§ SOURCE DATA:
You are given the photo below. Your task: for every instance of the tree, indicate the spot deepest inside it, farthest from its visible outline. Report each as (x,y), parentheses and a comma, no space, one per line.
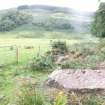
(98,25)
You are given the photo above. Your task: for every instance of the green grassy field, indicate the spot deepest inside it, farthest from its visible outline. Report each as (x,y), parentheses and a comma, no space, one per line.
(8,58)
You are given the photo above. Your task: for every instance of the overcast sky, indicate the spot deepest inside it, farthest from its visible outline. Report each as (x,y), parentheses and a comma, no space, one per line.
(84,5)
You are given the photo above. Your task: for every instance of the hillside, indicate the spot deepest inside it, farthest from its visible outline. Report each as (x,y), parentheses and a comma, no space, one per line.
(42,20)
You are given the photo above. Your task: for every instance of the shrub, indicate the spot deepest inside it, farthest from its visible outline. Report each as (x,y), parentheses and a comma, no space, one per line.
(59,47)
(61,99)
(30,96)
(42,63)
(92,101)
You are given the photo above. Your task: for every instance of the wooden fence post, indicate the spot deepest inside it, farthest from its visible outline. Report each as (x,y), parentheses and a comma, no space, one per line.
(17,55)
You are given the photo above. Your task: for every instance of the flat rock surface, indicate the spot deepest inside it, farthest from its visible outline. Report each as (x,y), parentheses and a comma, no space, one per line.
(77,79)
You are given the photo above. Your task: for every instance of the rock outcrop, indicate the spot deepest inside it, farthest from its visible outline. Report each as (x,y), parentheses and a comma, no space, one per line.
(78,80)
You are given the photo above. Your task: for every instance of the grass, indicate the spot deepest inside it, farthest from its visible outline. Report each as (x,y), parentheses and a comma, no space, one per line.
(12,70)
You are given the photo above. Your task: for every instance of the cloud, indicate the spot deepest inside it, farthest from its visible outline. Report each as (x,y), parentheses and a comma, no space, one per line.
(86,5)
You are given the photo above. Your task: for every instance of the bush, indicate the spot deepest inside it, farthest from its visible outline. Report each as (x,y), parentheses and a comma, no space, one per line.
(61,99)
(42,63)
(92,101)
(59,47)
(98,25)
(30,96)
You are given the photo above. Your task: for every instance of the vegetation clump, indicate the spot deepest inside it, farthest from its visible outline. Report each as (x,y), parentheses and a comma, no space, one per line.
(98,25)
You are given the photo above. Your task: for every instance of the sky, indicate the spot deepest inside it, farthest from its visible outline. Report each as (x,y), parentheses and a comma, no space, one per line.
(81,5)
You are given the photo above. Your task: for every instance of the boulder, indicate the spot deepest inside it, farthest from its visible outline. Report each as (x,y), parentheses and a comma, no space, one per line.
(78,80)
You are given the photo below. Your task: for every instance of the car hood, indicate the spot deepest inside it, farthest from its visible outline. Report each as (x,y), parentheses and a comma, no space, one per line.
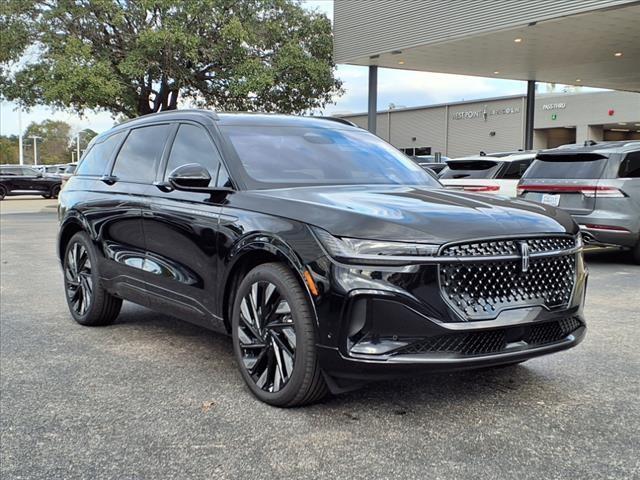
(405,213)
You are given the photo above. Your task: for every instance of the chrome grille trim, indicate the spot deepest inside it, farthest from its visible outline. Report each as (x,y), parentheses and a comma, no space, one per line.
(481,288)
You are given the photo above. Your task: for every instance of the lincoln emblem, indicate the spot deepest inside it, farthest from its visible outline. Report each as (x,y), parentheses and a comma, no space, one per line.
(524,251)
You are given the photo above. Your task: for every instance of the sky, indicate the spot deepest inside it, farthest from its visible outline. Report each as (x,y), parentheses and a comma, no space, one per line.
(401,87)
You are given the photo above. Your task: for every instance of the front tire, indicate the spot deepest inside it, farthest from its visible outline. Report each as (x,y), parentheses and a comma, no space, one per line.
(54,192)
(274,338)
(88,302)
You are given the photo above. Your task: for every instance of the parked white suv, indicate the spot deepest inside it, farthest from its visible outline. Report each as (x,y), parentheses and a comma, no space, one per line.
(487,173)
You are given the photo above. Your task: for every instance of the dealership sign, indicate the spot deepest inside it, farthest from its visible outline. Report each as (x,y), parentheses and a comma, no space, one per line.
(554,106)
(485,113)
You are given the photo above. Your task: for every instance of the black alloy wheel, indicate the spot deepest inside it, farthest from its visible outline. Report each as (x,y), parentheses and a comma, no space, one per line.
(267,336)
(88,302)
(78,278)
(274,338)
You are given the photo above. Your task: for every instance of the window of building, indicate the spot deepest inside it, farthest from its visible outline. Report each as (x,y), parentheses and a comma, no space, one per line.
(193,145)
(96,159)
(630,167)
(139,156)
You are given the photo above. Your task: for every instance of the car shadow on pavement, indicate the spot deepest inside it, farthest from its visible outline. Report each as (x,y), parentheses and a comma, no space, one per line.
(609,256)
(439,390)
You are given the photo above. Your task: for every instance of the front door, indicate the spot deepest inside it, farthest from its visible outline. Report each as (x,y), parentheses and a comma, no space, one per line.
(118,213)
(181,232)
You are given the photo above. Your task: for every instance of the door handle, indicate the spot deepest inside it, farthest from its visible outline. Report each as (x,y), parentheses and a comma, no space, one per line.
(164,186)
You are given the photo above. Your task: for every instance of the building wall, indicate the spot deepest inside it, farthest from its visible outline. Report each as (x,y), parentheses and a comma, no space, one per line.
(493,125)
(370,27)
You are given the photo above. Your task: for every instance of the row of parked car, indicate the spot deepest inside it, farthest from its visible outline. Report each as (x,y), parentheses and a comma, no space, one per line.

§ CHALLENGE:
Beginning at the line where "of the dealership" appears, extract each line through the end of the data above; keep them exact and include nothing else.

§ REPLY:
You are given the photo above. Your task: for every instance of the dealership sign, indicate the spot deepest inside it, farthest from its visible outline. Report each as (x,y), parentheses and a comma, no space, one per line.
(554,106)
(485,113)
You are given the photo above. Your task: for every instance of the black alloy wheel, indicate the spot deepest inside it, farthest from its visible outline. Report each as (x,y), parentheses and a comma, no space, one per line.
(267,336)
(88,302)
(78,278)
(274,338)
You are given the photo above. Your task: for every instance of the window of building, indicate the spot deepest inside it, farthest from its visible outline. Report each as (x,y), parentheses and a comma, no space, one per line.
(193,145)
(96,159)
(630,167)
(139,156)
You are given the photo above. Your task: for every instance of the car shadow on pavement, indicate the spot deepest inside it, farthest from its visible outline. Report each as (x,y), parentheses and a comma, no space, one per line.
(609,256)
(439,390)
You are given the photo above. Your task: for every instance of the front door, indicate the spot deepest inside it, farthest from its visible outline. Report each as (x,y), parentheses and a comma, no space, one per line.
(118,213)
(181,232)
You are given the photo above. Your task: for every instance of the door handle, indicate the spot deepest inside it, farthest from its visible outline. Report each as (x,y), parentheses and a comma, no space, one per line.
(164,186)
You are given the photo above. Your task: for every instance of the building wall, indicate the spot deepest inside it, farthest from its visible outline. Report each as (x,y), parentheses and a comma, no space, one per line.
(493,125)
(370,27)
You are given the photo above. Your task: for every instance of the row of parked car, indicate the spot deepest inside it, farthest from its visible outline. Report each as (x,y), parentheses and a comma, no space, one per line.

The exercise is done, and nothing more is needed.